[Excerpts from a dataset]
#####
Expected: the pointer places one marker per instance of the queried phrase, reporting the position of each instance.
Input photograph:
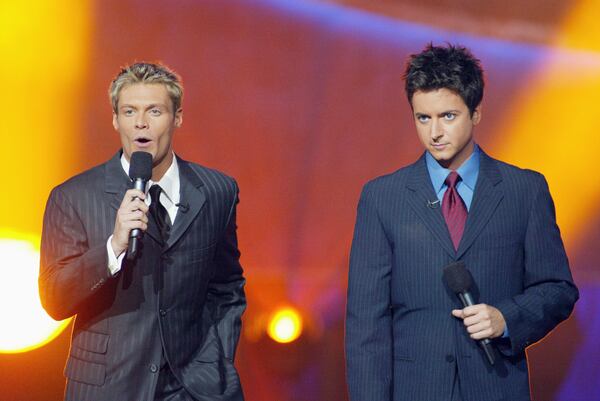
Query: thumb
(458, 313)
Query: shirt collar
(169, 181)
(468, 171)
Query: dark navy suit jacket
(179, 305)
(401, 341)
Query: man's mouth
(142, 141)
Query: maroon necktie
(454, 209)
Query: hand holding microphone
(132, 217)
(481, 321)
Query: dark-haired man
(162, 325)
(408, 337)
#####
Exercise requirements:
Set down only the line containing "Query: maroon necktie" and the lines after it through the end, exactly as they appear above.

Result for this task:
Query: maroon necktie
(454, 209)
Query: hand holding microphone
(132, 217)
(481, 321)
Query: dark-haired man
(162, 325)
(408, 337)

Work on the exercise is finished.